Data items
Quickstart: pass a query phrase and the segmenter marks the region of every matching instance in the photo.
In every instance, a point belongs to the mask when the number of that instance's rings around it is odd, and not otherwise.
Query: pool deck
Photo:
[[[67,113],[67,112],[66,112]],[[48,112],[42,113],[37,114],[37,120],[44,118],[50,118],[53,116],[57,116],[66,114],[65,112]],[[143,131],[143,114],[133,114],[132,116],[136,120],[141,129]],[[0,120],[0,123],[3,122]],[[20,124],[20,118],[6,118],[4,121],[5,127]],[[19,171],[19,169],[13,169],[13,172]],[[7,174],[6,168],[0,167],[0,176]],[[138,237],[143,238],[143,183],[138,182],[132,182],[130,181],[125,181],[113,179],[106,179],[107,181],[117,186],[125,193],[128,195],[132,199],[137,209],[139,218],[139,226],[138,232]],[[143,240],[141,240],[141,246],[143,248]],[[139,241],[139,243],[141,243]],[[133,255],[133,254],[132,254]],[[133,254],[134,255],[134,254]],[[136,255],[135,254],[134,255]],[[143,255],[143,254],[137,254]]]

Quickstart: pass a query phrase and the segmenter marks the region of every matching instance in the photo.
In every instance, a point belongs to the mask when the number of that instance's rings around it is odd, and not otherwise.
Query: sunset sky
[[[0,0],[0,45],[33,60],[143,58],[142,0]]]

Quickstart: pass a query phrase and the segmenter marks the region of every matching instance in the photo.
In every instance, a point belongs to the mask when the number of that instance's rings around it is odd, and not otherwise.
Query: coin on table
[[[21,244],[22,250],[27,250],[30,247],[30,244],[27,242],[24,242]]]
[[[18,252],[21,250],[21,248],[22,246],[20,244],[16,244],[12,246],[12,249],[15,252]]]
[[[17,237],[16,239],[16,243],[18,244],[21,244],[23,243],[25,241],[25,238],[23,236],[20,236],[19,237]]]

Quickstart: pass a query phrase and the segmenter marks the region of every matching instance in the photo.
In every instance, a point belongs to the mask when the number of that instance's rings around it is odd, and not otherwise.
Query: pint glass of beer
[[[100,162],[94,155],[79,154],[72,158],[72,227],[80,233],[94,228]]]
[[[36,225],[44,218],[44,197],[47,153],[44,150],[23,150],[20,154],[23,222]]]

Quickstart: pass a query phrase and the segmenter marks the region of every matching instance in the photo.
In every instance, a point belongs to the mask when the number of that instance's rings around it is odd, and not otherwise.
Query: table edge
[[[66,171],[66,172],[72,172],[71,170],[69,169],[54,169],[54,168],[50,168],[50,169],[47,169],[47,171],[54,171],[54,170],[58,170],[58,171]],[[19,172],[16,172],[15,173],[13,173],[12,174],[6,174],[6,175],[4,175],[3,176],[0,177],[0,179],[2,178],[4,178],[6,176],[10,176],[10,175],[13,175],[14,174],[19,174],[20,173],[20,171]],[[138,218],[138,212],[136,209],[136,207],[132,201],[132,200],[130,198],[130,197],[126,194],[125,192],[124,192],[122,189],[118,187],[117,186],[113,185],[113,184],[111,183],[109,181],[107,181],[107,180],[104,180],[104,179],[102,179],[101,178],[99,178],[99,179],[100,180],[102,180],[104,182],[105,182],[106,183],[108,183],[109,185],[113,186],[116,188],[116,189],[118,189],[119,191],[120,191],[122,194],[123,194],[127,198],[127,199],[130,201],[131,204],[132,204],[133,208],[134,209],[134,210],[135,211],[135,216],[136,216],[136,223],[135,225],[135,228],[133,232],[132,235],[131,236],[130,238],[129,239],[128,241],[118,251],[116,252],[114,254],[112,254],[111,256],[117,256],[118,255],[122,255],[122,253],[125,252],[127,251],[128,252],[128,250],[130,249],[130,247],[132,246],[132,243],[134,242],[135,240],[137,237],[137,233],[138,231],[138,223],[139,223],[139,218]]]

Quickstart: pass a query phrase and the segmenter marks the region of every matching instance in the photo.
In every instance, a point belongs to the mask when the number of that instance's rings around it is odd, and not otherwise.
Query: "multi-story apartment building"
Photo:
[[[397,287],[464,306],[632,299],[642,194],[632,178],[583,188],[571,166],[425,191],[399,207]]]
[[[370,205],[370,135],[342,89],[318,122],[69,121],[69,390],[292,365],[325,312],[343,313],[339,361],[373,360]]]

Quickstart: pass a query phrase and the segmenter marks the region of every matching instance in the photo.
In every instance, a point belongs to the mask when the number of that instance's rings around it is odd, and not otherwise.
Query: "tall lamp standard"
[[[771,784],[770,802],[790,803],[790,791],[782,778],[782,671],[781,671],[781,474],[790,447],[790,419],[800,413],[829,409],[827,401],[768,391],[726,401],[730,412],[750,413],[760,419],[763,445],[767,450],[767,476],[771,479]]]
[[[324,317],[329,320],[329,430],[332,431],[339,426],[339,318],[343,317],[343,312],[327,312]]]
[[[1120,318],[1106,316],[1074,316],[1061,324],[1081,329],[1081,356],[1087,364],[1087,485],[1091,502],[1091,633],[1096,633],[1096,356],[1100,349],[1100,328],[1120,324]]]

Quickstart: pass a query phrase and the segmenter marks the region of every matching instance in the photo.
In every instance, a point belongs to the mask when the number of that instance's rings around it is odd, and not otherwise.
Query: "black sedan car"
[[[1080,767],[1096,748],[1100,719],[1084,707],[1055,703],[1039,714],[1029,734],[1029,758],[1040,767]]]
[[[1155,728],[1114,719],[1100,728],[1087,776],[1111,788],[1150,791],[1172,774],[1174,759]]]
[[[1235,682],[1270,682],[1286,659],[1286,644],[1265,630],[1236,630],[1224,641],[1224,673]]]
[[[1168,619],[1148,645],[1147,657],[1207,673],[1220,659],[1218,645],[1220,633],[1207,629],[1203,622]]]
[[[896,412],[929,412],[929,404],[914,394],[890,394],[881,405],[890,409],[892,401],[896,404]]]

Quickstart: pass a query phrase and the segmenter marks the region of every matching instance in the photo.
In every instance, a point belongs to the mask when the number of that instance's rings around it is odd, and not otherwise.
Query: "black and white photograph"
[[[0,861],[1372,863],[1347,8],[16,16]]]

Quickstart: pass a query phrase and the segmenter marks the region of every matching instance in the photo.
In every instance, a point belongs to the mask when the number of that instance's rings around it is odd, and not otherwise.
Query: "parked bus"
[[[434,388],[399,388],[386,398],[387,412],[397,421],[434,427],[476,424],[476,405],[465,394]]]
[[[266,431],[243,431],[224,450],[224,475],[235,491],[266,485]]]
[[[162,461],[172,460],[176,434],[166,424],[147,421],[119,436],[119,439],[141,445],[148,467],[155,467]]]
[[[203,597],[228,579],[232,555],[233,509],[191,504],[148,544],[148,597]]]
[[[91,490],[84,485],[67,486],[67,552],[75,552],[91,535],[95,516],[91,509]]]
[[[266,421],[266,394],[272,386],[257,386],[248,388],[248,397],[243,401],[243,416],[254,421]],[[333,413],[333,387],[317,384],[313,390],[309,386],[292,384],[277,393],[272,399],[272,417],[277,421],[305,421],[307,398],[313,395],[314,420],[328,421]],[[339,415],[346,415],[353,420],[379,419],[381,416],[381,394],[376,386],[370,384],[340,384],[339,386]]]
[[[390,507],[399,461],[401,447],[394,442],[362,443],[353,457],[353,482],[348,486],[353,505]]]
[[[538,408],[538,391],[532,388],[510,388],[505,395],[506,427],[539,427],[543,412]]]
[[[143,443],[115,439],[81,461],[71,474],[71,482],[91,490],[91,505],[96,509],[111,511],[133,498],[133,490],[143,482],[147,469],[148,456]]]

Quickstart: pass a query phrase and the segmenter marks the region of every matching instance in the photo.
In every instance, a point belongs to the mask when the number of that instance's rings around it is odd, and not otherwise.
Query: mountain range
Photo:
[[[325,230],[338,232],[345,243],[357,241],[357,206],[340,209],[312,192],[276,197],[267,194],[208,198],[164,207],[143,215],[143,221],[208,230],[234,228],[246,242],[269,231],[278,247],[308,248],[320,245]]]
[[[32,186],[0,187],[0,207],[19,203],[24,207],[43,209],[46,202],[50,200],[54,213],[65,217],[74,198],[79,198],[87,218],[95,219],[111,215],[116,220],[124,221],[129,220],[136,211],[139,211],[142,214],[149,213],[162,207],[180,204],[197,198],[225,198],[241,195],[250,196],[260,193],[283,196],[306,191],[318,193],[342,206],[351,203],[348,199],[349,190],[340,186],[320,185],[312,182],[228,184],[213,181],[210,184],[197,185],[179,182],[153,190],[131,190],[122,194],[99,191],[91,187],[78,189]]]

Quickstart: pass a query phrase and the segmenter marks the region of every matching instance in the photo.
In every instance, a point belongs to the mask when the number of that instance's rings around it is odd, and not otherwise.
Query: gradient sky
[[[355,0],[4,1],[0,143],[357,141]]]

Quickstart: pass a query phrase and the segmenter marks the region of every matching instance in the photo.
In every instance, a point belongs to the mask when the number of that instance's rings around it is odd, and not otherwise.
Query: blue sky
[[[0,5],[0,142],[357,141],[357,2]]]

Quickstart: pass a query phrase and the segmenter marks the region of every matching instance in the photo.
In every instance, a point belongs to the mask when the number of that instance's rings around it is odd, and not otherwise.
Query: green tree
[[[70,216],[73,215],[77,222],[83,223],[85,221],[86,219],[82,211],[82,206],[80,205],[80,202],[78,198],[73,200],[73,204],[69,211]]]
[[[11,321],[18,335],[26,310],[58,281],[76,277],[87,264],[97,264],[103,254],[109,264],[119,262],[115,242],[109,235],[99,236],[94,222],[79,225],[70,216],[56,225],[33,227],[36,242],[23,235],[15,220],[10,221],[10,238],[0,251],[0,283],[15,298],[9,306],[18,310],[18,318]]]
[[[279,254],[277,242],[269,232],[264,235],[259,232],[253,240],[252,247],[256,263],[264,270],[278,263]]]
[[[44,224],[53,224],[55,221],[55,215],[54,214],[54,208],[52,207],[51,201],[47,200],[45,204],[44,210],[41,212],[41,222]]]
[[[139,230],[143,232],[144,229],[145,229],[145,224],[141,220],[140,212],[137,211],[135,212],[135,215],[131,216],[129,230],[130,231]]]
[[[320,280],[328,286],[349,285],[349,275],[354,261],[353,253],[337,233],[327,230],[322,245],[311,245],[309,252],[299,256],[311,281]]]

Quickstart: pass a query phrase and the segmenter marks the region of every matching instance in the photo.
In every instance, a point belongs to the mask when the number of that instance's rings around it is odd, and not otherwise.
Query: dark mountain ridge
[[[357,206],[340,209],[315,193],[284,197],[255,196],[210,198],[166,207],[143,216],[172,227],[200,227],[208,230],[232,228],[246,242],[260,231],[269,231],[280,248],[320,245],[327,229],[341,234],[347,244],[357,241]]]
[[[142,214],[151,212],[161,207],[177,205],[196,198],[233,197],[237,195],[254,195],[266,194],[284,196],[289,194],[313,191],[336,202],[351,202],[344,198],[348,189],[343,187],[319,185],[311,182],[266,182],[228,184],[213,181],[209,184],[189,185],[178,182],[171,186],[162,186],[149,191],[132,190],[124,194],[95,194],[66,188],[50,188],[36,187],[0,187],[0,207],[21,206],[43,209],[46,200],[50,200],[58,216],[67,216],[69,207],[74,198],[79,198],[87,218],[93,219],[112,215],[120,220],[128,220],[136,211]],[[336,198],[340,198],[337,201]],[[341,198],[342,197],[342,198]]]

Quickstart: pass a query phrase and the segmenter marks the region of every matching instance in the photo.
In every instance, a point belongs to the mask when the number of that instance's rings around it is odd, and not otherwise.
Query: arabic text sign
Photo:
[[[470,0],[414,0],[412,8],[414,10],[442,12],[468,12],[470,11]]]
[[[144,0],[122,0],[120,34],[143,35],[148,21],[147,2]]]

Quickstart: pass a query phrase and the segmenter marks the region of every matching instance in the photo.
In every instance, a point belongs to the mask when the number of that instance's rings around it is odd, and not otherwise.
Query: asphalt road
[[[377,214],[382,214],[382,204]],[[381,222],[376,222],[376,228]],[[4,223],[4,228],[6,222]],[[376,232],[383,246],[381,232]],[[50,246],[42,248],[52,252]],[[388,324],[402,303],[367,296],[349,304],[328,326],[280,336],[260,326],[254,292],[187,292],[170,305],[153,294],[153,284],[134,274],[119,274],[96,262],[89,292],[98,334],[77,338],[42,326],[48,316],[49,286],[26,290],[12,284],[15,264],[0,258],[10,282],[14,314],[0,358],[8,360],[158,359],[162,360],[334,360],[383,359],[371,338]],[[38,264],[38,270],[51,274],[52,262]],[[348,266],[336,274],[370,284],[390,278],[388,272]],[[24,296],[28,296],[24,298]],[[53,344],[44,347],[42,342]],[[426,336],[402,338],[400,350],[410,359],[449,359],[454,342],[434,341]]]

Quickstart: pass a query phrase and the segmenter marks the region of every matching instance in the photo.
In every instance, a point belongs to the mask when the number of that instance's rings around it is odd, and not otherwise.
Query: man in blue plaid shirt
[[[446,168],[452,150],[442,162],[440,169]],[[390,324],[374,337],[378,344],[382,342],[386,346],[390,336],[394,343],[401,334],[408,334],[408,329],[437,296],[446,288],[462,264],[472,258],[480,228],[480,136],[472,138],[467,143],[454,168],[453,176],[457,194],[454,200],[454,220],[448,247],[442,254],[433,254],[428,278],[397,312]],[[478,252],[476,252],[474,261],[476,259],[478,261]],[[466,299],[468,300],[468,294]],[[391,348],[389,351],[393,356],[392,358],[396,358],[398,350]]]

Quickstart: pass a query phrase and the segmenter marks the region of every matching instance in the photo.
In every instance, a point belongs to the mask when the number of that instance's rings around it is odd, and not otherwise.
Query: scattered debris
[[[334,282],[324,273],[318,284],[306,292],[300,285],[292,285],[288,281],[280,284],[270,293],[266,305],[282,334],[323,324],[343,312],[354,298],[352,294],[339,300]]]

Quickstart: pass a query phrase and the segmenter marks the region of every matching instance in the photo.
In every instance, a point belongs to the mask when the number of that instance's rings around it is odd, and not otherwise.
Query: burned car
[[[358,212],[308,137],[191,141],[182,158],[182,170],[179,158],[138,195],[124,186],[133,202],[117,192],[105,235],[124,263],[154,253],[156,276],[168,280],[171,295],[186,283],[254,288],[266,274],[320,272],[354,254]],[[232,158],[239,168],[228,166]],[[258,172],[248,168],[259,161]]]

→ **THE EXERCISE**: List every line in the records above that contains the string "mountain", matching case exactly.

→ **EXERCISE RESULT**:
Query: mountain range
Query: dark mountain ridge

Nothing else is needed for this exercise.